### What you will do
Please return each entry exactly as it appears, but not the pictures.

Natural language region descriptions

○ ○ ○ ○ ○ ○ ○

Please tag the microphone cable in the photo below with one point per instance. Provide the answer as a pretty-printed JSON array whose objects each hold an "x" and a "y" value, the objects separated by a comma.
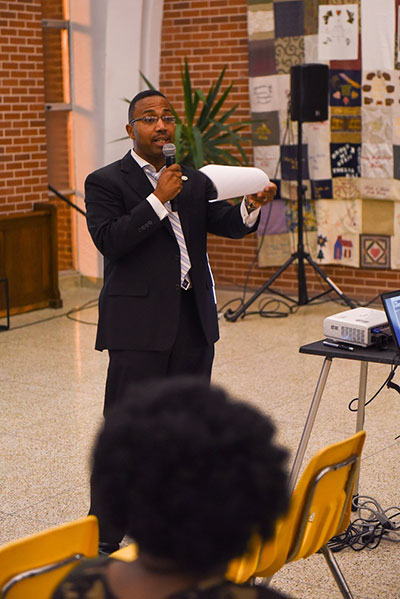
[{"x": 371, "y": 525}]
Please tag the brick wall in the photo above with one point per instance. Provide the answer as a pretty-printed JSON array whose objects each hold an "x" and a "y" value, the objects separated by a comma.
[
  {"x": 212, "y": 33},
  {"x": 23, "y": 164},
  {"x": 24, "y": 89}
]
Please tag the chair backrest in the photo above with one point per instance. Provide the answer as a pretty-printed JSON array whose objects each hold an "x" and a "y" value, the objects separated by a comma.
[
  {"x": 320, "y": 508},
  {"x": 32, "y": 567}
]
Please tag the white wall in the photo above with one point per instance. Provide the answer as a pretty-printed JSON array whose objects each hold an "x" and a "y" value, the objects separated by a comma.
[{"x": 111, "y": 41}]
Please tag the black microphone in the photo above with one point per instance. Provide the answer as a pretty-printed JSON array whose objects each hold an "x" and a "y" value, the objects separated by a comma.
[{"x": 169, "y": 151}]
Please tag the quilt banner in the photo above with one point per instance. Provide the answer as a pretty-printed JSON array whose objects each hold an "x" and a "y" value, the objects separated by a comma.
[{"x": 350, "y": 168}]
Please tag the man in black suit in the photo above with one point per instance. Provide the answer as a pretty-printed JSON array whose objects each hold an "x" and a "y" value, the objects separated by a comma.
[{"x": 157, "y": 310}]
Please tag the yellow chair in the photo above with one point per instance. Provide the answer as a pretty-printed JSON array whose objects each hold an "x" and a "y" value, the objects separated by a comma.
[
  {"x": 320, "y": 508},
  {"x": 33, "y": 566}
]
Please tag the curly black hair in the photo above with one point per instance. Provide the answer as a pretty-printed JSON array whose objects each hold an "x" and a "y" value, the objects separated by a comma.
[{"x": 190, "y": 472}]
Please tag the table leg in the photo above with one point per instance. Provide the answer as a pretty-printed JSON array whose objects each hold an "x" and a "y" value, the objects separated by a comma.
[
  {"x": 309, "y": 423},
  {"x": 362, "y": 391}
]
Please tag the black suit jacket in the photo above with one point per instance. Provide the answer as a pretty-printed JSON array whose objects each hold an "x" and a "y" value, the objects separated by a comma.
[{"x": 140, "y": 300}]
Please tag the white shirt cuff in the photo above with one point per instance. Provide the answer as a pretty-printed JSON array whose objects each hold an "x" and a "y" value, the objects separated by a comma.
[
  {"x": 157, "y": 206},
  {"x": 248, "y": 219}
]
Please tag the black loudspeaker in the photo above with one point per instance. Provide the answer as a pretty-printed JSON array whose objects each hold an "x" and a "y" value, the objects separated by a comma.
[{"x": 309, "y": 89}]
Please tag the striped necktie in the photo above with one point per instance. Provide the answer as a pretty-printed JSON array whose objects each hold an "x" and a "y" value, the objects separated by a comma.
[{"x": 177, "y": 229}]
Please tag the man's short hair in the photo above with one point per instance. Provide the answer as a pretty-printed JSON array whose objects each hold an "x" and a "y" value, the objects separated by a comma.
[{"x": 144, "y": 94}]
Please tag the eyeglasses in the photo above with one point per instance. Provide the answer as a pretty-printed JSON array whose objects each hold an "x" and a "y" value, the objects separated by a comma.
[{"x": 152, "y": 120}]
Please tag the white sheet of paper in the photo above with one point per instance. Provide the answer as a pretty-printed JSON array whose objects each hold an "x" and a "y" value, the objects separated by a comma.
[
  {"x": 377, "y": 34},
  {"x": 235, "y": 181},
  {"x": 338, "y": 32}
]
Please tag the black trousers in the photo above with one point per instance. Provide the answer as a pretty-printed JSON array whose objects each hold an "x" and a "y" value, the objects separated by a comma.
[{"x": 189, "y": 355}]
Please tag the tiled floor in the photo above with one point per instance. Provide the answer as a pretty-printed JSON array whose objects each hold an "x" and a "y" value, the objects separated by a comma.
[{"x": 51, "y": 388}]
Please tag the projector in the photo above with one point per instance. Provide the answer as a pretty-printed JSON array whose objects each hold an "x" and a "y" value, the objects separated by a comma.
[{"x": 358, "y": 326}]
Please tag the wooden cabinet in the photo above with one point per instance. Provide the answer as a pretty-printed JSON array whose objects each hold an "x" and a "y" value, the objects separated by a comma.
[{"x": 28, "y": 259}]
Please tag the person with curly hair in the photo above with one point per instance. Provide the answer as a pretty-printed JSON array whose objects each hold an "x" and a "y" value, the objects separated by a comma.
[{"x": 190, "y": 474}]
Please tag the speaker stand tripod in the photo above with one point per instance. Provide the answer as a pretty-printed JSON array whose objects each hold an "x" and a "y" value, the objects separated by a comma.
[{"x": 299, "y": 255}]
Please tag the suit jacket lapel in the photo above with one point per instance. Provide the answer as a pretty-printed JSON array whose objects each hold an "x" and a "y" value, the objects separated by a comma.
[
  {"x": 183, "y": 200},
  {"x": 139, "y": 182},
  {"x": 137, "y": 179}
]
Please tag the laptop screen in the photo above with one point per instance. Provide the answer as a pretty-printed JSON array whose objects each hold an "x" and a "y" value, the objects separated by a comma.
[{"x": 391, "y": 304}]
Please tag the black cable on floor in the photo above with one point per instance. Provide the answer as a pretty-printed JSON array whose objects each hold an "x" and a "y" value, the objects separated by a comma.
[{"x": 371, "y": 525}]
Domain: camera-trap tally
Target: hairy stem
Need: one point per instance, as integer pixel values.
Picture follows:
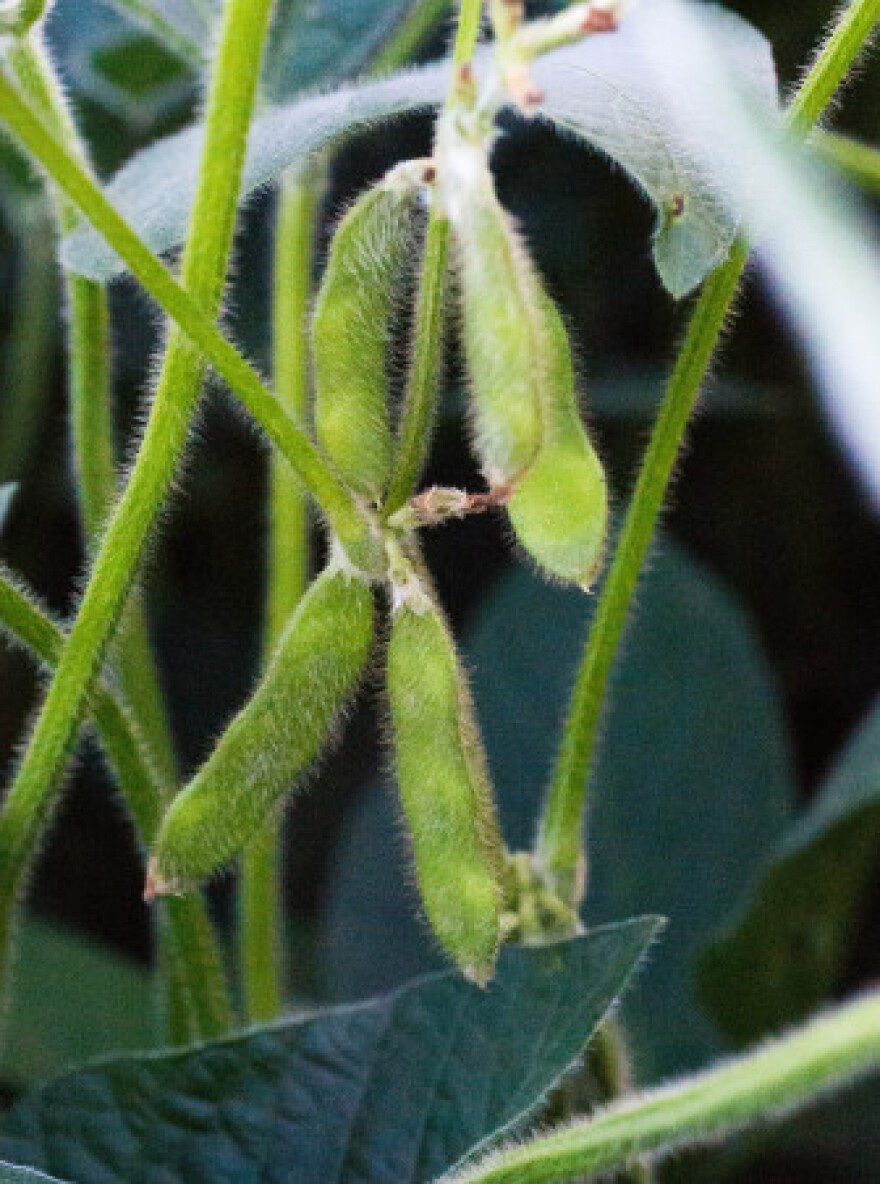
(560, 831)
(90, 407)
(30, 347)
(346, 519)
(205, 262)
(860, 162)
(829, 1053)
(187, 943)
(261, 913)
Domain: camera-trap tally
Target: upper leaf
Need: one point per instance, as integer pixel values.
(398, 1088)
(598, 90)
(789, 945)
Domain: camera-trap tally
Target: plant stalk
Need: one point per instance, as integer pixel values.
(187, 943)
(261, 912)
(827, 1054)
(204, 269)
(560, 838)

○ ○ ○ ○ ○ ○ ○

### Exercise output
Please tag the microphone cable in the photo below with one point per instance. Provide the answer as a pretty-printed JSON array whose objects each hold an "x" and a "y" value, the objects separated by a comma.
[{"x": 371, "y": 525}]
Please tag the brick wall in the photo above with one point per instance. Provide the answer as a pretty-printed JSON array whose objects each hold an "x" and a "y" value, the objects separated by a comma.
[
  {"x": 212, "y": 33},
  {"x": 23, "y": 164},
  {"x": 24, "y": 89}
]
Please tag the chair backrest in the photo above with one point per instance. Provide the answer as a pretty-printed JSON array whose objects each hold an "x" and a "y" value, the objects separated by a comma.
[
  {"x": 320, "y": 508},
  {"x": 32, "y": 567}
]
Please tag the white wall in the photo above with one point per instance. Provide the answer as a pretty-printed JSON array whose objects each hold an "x" and a "y" value, the objects separated by a comma.
[{"x": 111, "y": 41}]
Please tag the black microphone in the photo above with one point per instance. Provide the answer as a pretty-printed JSON array whose objects each hold an "x" and a "y" value, the objects separated by a comma.
[{"x": 169, "y": 151}]
Please tag the quilt banner in the photo above with one point per instance. Provide the answer as a pretty-printed JSON array whose objects each hold an "x" and a "y" value, the objects separated by a comma.
[{"x": 350, "y": 168}]
Please tag the man in black suit in the photo above with one point per instance. Provide the answer as a pretty-printed JSON array whose objects each hold an "x" and a "y" value, the objects separated by a comma.
[{"x": 157, "y": 310}]
Please tag the yellow chair in the photo above with one point per instance. Provide the answer as a pretty-printed JSON array whose objects each hold an "x" and a "y" value, the objects separated by a comma.
[
  {"x": 320, "y": 508},
  {"x": 33, "y": 566}
]
Please tag the curly black hair in the photo above with one point per instance. Provide the answer as a pretty-printed JSON array whose objects each hold an "x" and a "y" value, the objects separated by a comma.
[{"x": 190, "y": 472}]
Please tag the table leg in the photo above with one point per instance. Provide the answer as a pretty-printed JSON array whose objects each hold an "x" and a "y" value, the objects separated by a comma.
[
  {"x": 309, "y": 423},
  {"x": 362, "y": 391}
]
Please tag the black suit jacket in the photo above with one point per instance. Provide the answer as a pretty-printed JSON array whose objects each hold an "x" and a "y" value, the objects separated by a comma.
[{"x": 140, "y": 300}]
Please tag the white shirt cuff in the photo above with one point per instance. Provide the answer as a pretty-printed JSON array whose objects each hold an "x" and a "y" value, the objects separated by a comma.
[
  {"x": 157, "y": 206},
  {"x": 248, "y": 219}
]
Please tag the black loudspeaker in the photo above with one point per instance. Provide the answer as a pretty-printed JSON array whose objects each hold an "x" and a "y" value, the objects separated by a comma.
[{"x": 309, "y": 89}]
Please tag the striped necktie in the photo above with one point per instance. Provide the answer as a pretty-printed JSON array whose objects each hold an "x" and a "y" value, the objects separated by a comma.
[{"x": 177, "y": 229}]
Please tag the man's short hair in the photo above with one point per instance. Provide the answer as a pretty-printed JSON array whose objects each hold an "x" and a "y" value, the objects separated by a comma.
[{"x": 144, "y": 94}]
Please tag the eyeglasses in the photo above with one point per instance. Provide the answer as a pretty-printed JSON array whose objects each hold an "x" and a "y" value, the objects separated by a comma.
[{"x": 152, "y": 120}]
Please tag the white sheet of paper in the photo above with one point per instance. Provide the answer as a pretty-printed JSON array whose objects each hold an "x" and a "y" value, the objects separated by a comma.
[
  {"x": 377, "y": 34},
  {"x": 235, "y": 181},
  {"x": 338, "y": 32}
]
Please tag the black trousers in the photo above with one point per instance. Provide the answer as a pretty-printed JSON array whose objects each hold an "x" and a "y" value, the objects separated by a comma.
[{"x": 189, "y": 355}]
Please tag the tiled floor in the photo above with one point per instance. Provide the answer as a pretty-printed JSON array whose objects each hold an "x" and a "y" value, the objects separated by a comma.
[{"x": 51, "y": 388}]
Please tag the projector in the photo above with one point per instance. Provide the answer as a pretty-printed JSON array whose objects each hold an "x" and a "y" value, the objects separated by a comma.
[{"x": 358, "y": 326}]
Please tag the wooden cabinet in the photo above with one point per instance. Provide the answer as a pretty-printed JSON array whose objects each hold an "x" and a "y" value, the objects separated by a comma.
[{"x": 28, "y": 259}]
Please tag the person with curly hair in the photo above with one point per instance. Provide the answer as a pretty-printed JSON array whose objects each hold an "x" and a "y" value, the objects separated by a comma.
[{"x": 190, "y": 474}]
Please tag the speaker stand tripod in the photo above with one point per instance. Provide the answer as a pretty-printed JSON array whose objects each hold an "x" and a "y" value, the objects separated by a comma.
[{"x": 299, "y": 255}]
Please tag the suit jacket lapel in the photo above with one point per instance. Provide the answer as a pretty-printed JSON array whose objects each hold an "x" and a "y" value, the objects separated by a comma.
[
  {"x": 183, "y": 200},
  {"x": 139, "y": 182},
  {"x": 137, "y": 179}
]
Please tag the laptop screen in the photo above with one point per instance. Provide the answer as a pretty-printed JSON array whose objects each hold an "x" and a "y" value, the objects separated by a comma.
[{"x": 391, "y": 304}]
Please tag the black cable on floor in the photo above with one point per instance. Provide the answer as a pretty-printed JSON array whose objects each hold an "x" and a "y" value, the objects separated by a comma.
[{"x": 371, "y": 525}]
Domain: camera-trap tally
Target: hairy stem
Need: one point per instance, as integer pixel values.
Picture follows:
(560, 831)
(90, 407)
(30, 347)
(346, 519)
(205, 262)
(860, 162)
(829, 1053)
(187, 943)
(261, 913)
Domain: camera-trap tally
Target: upper leaf
Need: one point per instance, as integer pixel values.
(398, 1088)
(598, 90)
(789, 945)
Domain: camera-trap tally
Target: plant stalk
Need: one point per instance, as integer pixel values.
(187, 943)
(261, 912)
(827, 1054)
(204, 269)
(560, 838)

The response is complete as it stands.